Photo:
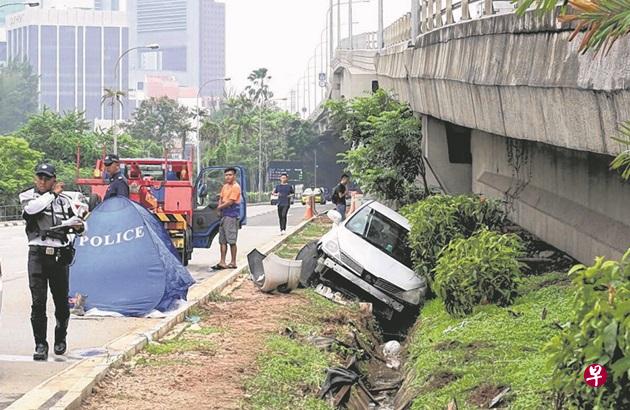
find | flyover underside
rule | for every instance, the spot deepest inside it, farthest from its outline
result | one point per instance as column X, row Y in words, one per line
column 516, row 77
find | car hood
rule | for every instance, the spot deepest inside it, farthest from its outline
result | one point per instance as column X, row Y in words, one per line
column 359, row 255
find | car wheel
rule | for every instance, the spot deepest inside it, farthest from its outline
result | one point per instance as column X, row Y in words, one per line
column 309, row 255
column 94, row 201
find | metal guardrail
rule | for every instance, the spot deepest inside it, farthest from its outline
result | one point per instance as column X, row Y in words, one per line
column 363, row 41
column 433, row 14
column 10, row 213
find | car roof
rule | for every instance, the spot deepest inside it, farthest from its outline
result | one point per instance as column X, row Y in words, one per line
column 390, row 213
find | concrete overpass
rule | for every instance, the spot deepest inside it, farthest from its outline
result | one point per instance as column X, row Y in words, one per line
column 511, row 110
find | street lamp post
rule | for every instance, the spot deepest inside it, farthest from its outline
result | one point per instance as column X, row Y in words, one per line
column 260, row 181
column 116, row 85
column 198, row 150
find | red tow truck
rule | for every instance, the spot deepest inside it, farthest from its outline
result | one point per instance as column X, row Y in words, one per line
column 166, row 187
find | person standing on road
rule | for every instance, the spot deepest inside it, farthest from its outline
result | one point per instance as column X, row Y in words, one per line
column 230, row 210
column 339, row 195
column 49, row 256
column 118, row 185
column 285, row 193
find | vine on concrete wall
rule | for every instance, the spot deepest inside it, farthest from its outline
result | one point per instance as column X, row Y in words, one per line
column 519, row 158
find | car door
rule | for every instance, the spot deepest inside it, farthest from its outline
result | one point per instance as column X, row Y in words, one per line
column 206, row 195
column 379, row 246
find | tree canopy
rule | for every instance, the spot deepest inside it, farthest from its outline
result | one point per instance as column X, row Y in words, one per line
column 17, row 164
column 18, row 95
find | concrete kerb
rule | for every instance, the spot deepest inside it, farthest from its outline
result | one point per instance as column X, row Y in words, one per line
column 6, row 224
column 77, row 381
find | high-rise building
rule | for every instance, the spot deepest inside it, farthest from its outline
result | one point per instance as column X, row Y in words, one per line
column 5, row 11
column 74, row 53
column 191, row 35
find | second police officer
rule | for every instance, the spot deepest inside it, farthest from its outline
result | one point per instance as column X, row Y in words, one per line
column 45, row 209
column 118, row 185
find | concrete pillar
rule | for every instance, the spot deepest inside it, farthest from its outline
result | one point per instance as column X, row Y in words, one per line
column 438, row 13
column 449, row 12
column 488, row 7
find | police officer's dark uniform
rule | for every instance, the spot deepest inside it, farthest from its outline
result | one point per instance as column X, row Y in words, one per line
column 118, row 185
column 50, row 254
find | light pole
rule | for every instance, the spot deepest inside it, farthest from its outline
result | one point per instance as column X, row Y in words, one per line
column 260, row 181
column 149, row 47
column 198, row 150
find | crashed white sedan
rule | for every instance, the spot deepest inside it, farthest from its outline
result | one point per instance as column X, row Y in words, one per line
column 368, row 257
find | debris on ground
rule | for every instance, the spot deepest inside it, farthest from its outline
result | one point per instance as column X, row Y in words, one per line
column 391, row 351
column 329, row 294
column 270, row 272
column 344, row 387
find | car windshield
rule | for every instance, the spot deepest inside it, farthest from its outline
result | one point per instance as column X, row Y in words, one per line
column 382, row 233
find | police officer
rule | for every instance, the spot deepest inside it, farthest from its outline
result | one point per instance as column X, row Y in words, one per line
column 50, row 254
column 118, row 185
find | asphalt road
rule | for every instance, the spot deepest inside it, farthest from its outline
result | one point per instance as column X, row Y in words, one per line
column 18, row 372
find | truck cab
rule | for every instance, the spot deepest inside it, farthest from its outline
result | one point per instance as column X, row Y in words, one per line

--

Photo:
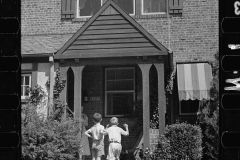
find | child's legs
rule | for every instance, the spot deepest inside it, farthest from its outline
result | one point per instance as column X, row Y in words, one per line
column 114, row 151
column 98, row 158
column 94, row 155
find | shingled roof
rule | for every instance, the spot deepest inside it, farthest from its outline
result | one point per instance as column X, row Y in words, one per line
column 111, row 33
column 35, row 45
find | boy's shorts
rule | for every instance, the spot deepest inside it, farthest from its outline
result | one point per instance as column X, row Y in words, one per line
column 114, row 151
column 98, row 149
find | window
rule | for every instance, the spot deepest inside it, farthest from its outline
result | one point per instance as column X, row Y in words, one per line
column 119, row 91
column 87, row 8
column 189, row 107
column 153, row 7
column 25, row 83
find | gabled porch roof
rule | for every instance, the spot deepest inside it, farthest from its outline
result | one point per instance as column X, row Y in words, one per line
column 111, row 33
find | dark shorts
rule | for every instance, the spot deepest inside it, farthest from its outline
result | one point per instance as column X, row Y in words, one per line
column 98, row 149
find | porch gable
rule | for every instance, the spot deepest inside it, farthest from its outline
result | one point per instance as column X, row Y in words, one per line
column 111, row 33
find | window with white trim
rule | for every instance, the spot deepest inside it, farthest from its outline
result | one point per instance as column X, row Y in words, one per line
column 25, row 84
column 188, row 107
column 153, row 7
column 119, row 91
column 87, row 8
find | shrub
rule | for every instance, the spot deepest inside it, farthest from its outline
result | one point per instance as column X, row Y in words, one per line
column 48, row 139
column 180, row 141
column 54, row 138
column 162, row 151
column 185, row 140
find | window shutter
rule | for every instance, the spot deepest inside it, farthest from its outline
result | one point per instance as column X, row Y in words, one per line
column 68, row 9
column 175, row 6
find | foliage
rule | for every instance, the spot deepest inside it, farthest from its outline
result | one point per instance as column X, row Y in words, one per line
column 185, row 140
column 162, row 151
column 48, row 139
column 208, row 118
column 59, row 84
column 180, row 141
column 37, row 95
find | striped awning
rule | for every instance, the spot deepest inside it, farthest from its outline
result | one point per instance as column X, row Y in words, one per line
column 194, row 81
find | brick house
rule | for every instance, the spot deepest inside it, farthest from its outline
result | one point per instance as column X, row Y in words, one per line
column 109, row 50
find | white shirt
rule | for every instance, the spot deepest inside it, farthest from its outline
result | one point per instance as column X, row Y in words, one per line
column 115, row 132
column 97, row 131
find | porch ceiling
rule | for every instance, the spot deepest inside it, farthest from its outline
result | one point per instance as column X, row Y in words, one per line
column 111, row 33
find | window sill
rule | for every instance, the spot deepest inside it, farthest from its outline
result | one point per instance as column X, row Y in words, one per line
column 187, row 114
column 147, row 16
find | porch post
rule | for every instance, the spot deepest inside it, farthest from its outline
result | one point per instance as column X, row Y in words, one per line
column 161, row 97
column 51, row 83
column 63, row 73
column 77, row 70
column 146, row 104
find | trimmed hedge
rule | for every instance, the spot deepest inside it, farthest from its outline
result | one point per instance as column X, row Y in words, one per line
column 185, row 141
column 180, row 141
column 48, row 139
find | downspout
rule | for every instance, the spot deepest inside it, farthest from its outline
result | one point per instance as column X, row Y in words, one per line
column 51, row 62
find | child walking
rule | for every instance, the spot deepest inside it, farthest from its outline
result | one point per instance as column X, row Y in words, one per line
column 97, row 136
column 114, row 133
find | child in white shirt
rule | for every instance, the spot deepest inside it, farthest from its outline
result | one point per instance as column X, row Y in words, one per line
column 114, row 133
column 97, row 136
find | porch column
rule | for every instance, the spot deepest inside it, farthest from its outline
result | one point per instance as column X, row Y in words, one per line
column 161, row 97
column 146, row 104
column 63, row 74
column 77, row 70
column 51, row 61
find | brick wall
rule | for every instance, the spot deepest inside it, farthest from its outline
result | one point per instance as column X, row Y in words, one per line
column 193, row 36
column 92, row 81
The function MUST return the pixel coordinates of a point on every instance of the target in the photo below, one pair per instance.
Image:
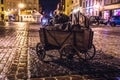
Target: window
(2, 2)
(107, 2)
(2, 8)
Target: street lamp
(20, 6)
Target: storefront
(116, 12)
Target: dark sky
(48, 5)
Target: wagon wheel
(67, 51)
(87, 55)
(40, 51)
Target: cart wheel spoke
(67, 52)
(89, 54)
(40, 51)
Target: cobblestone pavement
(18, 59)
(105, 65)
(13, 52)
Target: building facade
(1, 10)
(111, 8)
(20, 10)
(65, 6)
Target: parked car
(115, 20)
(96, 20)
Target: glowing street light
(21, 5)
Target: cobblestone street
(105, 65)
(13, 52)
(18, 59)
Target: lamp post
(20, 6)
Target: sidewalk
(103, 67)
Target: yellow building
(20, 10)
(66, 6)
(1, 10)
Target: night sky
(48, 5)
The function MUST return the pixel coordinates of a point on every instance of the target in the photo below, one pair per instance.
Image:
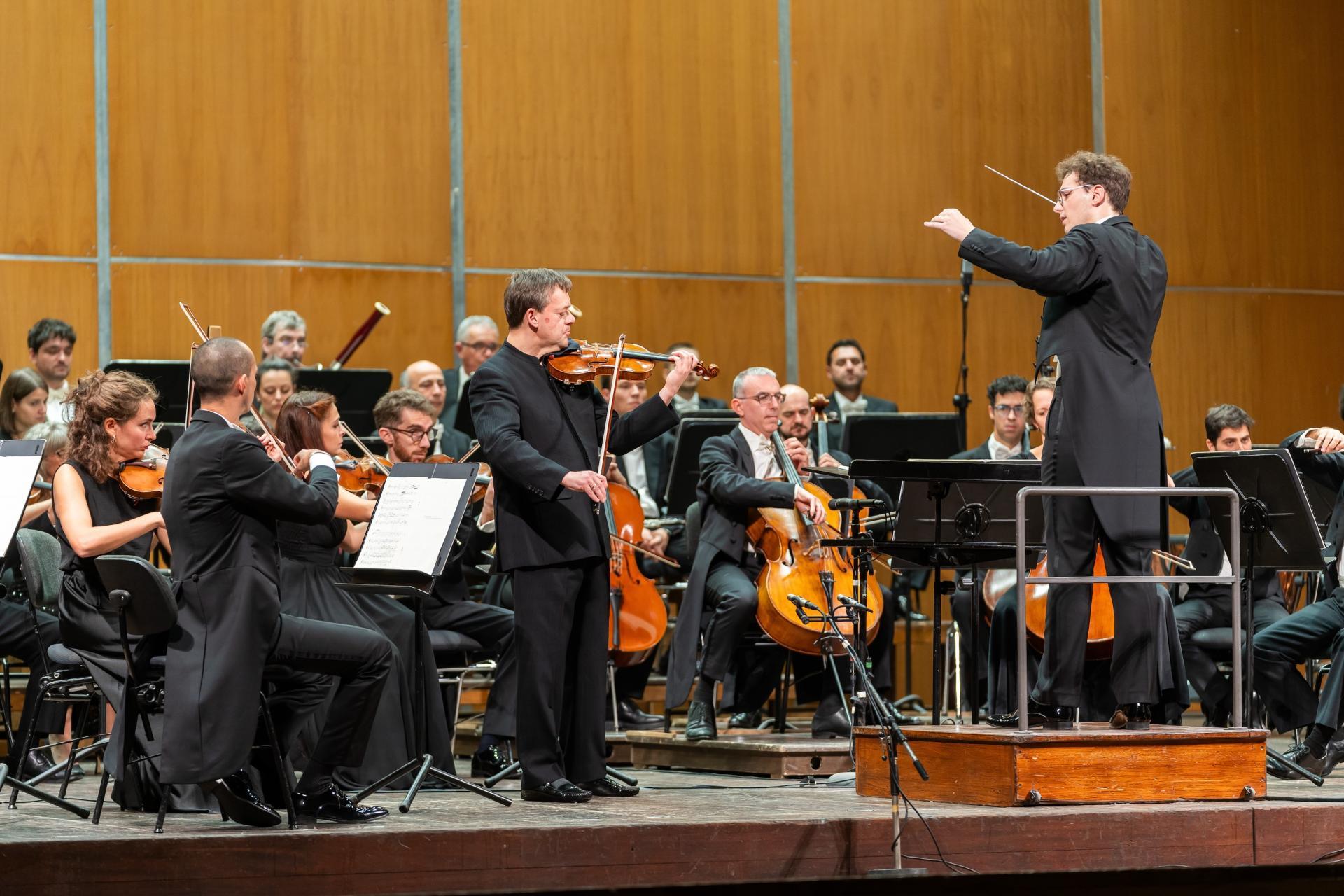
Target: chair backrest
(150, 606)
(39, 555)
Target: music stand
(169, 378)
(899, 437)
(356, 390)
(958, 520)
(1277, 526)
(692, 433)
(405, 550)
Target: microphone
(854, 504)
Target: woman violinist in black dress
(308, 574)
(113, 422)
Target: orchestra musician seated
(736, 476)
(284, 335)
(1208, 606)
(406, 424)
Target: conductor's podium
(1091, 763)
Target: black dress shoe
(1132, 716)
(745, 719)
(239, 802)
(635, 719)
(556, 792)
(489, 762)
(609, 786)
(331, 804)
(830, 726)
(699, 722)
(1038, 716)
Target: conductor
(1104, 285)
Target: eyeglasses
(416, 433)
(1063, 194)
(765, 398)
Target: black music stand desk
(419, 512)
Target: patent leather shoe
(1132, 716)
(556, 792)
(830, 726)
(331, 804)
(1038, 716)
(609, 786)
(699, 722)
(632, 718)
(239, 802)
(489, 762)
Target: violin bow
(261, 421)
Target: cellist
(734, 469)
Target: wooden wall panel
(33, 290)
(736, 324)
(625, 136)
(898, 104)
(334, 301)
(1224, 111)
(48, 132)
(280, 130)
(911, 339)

-- Problem statement --
Find every line above that includes the word "porch" and report only how many there are.

-- Exercise output --
5